Bouleversant la systématique des autres grandes codifications, le BGB dans son système suit uniquement les besoins juridiques, ce qui a contribué à sa réputation d'être loin du peuple et d'être une loi faite par les juristes pour les juristes. Plus technique que le Code civil français et à l'image du Digeste de Justinien, le BGB réunit les principes du ius commune et la coutume allemande dans un texte moderne et articulé, apte à servir l'évolution économique et sociale.
Systématique
Le code est divisé en cinq livres[2], dont le préliminaire se consacre aux règles générales comme : la capacité juridique, les personnes physiques et morales, la déclaration de volonté, la formation et la validité d'un contrat, le terme, la condition, la préclusion, la représentation (procuration et mandat).

____________________

-- TRAVAIL À FAIRE --
a. Recopiez à l'identique le passage de la source sur le BGB qui va de « Bouleversant la systématique » jusqu'à « (procuration et mandat). » inclus.
b. Réécrivez sous forme de liste, en gardant l'essentiel, le paragraphe de la source sur le BGB qui commence par « Le code est divisé en cinq livres ».

-- DONNÉES FOURNIES --
____________________

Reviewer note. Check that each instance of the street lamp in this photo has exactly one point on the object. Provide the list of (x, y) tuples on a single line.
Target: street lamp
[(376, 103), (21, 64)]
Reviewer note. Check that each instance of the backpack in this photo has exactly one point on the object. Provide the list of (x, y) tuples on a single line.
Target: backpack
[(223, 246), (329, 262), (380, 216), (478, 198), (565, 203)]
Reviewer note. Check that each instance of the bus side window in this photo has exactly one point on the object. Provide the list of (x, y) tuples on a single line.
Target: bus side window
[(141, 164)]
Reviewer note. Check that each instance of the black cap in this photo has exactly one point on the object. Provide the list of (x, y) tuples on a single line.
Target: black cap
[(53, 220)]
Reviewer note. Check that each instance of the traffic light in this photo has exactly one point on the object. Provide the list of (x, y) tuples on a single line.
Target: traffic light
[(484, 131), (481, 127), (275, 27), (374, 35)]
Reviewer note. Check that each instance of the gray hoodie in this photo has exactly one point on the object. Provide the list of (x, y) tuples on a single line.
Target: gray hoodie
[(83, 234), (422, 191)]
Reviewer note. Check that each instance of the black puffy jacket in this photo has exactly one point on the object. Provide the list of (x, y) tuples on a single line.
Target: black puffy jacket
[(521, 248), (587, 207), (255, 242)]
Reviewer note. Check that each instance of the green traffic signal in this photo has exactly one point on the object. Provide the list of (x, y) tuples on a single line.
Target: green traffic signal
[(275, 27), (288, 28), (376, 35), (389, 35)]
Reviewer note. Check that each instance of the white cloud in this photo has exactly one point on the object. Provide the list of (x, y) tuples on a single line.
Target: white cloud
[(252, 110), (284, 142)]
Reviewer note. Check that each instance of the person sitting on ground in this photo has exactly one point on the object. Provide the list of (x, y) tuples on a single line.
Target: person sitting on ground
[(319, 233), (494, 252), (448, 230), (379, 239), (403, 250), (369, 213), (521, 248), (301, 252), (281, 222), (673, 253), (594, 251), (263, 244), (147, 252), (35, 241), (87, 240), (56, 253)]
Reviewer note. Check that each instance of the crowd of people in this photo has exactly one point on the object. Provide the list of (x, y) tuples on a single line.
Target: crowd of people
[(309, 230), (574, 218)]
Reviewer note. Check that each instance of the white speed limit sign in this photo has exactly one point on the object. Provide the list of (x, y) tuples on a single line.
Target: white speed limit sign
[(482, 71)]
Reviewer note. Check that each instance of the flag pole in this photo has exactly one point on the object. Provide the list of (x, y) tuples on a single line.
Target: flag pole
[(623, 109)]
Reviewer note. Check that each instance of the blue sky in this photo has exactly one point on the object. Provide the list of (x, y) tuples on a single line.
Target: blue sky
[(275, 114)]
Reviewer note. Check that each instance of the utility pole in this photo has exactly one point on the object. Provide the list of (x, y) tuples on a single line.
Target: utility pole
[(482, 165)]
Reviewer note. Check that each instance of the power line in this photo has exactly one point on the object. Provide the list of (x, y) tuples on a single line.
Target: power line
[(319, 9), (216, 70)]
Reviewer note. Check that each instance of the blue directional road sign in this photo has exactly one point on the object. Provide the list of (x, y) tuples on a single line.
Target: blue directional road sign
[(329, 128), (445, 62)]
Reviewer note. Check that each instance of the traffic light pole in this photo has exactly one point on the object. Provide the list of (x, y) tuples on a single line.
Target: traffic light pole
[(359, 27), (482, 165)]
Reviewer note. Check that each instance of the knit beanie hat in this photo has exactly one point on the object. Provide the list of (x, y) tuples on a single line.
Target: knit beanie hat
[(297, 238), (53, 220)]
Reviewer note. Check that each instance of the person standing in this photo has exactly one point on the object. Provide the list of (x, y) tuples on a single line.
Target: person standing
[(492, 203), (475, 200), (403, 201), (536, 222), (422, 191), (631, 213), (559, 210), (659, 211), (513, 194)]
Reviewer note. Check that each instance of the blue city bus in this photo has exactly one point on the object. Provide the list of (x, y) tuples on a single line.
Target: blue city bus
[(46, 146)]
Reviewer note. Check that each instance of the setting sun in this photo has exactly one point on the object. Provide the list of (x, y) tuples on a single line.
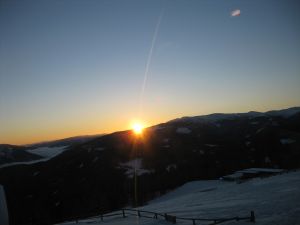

____________________

-- CORRIGÉ DES EXERCICES --
a.
Bouleversant la systématique des autres grandes codifications, le BGB dans son système suit uniquement les besoins juridiques, ce qui a contribué à sa réputation d'être loin du peuple et d'être une loi faite par les juristes pour les juristes. Plus technique que le Code civil français et à l'image du Digeste de Justinien, le BGB réunit les principes du ius commune et la coutume allemande dans un texte moderne et articulé, apte à servir l'évolution économique et sociale.
Systématique
Le code est divisé en cinq livres[2], dont le préliminaire se consacre aux règles générales comme : la capacité juridique, les personnes physiques et morales, la déclaration de volonté, la formation et la validité d'un contrat, le terme, la condition, la préclusion, la représentation (procuration et mandat).

b.
Le code compte cinq livres. Le livre préliminaire traite des règles générales :
- la capacité juridique ;
- les personnes physiques et morales ;
- la déclaration de volonté ;
- la formation et la validité d'un contrat ;
- le terme ;
- la condition ;
- la préclusion ;
- la représentation (procuration et mandat).